• [Document extract]:

* * *

We also had big problems with authorization rates. Our old suppliers had an authorization rate of roughly 75, 76%. So we were stopping people from actually buying our services just at the moment when they were committed and proceed with transactions.
Then we move on to the check-in experience. So you arrive at the hotel, we want to offer flexibility. So you can check in the self-service kiosk, you can check in at the front desk, you can pay multiple ways, but having payment terminals scattered across 30-plus locations was hard to manage, especially with the different jurisdiction and different suppliers. So we didn’t have an overall visibility of the payment terminals or proactive maintenance. So whenever those terminals will malfunction, they will impact the guest journey without us being able to manage that directly from our central location.
And then we move to the back office. So our experience is multichannel. So guests can book online, add an upgrade on-site, ask for a refund or through the contact center on the phone. And it’s important that at all these touch points, the payment infrastructure converges to the same place. Imagine with a number of suppliers scattered across different touch points, a refund becomes very difficult. Reconciliation becomes very difficult.
So the wake-up call really came when we had to expand to new jurisdictions and the current suppliers for the different touch points wouldn’t be enabled in a given country. So we had to keep adding suppliers and keep patching and patching the tech stack to support our growth. We needed a partner and an infrastructure, not only that was good for where we were, but where we wanted to go, so as they could keep up and enable our growth.
So we chose Stripe for four reasons. The first one, it’s obvious, is the unified architecture. So it’s one single platform from API to ecommerce, to payment terminals, to back office that powers the whole tech stack. Then we had localized checkout. So specifically for every jurisdiction, we could offer the correct currencies, we can offer local payment methods. But while this is local, it is also global. So we have global fraud prevention, global compliance, and the ability to open in new countries very quickly without having to go through KYC processes or merchant ID setup a very, very long process and tedious. And then very, very important for hospitality is a deep technical integration with our software. We use Oracle OPERA, which is the main software that’s using to check in people, to keep reservation, prices, and all the information is the hub in a hub-and-spoke architecture for us. And Stripe were able to integrate very deeply with this OPERA system that was key to the development.

* * *

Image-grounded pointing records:

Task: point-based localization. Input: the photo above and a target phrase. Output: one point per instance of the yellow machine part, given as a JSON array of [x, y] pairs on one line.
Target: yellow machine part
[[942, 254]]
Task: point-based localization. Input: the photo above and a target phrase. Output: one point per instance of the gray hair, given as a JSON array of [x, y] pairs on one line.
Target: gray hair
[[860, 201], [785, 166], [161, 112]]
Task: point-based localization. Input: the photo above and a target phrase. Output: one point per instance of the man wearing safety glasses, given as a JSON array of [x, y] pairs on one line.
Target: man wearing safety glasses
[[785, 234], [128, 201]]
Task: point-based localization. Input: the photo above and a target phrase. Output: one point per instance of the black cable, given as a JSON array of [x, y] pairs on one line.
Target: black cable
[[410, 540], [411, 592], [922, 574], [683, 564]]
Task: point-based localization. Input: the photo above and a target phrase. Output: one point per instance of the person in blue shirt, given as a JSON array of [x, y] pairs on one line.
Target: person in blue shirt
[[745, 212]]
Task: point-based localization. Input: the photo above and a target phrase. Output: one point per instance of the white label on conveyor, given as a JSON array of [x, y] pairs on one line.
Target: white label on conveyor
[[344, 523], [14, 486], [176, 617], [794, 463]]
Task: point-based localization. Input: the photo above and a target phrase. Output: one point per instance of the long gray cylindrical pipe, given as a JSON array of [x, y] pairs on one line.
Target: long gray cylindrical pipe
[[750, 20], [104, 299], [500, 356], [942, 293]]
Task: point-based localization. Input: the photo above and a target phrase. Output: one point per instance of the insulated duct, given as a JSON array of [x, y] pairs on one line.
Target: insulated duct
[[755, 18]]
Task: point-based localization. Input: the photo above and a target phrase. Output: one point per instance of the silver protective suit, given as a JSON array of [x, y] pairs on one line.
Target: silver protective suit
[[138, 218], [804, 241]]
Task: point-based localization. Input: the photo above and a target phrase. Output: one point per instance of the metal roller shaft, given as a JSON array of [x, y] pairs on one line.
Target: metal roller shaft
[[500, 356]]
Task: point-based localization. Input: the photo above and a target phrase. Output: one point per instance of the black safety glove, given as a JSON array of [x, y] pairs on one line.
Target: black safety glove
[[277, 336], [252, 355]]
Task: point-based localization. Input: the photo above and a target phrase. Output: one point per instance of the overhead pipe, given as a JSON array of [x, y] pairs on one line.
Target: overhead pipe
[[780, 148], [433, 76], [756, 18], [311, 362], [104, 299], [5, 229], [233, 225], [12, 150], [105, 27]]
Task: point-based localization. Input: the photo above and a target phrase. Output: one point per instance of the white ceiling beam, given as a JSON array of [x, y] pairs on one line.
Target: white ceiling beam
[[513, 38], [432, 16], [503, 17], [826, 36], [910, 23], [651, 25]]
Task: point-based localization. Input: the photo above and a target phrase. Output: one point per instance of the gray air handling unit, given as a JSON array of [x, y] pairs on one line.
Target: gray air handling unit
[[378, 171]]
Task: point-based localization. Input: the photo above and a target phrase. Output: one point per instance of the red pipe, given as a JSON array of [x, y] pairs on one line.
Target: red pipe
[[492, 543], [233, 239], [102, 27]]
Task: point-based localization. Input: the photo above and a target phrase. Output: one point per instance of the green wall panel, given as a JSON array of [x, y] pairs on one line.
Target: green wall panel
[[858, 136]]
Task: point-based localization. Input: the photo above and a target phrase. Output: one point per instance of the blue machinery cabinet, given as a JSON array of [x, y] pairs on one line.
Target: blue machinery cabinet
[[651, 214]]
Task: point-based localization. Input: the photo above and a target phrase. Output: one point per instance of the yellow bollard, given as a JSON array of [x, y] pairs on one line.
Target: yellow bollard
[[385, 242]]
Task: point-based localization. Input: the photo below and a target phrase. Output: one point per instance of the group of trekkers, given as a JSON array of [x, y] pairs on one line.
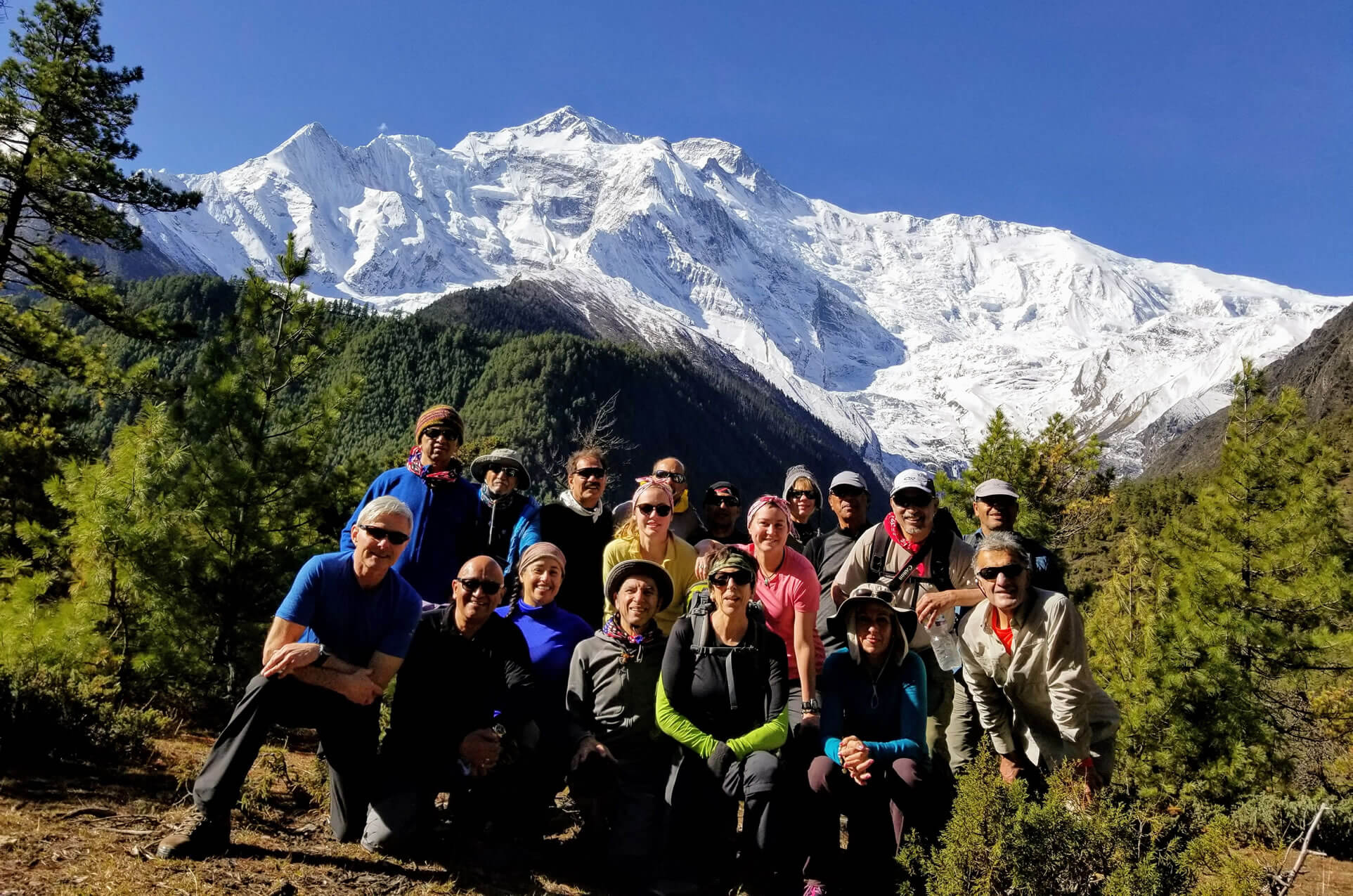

* * *

• [Brief 1]:
According to the payments excerpt, why did the back office need the payment infrastructure at every touch point to converge to the same place?
• [Brief 2]:
From the payments excerpt, set down the stretch from "We also had" through "proceed with transactions.".
The records above are independent material and have no connection to the excerpt on hotel payments.

• [Task output 1]:
Guests can book online, add an upgrade on-site, or ask for a refund, including through the contact center by phone. With suppliers scattered across those touch points, refunds and reconciliation become very difficult.

• [Task output 2]:
We also had big problems with authorization rates. Our old suppliers had an authorization rate of roughly 75, 76%. So we were stopping people from actually buying our services just at the moment when they were committed and proceed with transactions.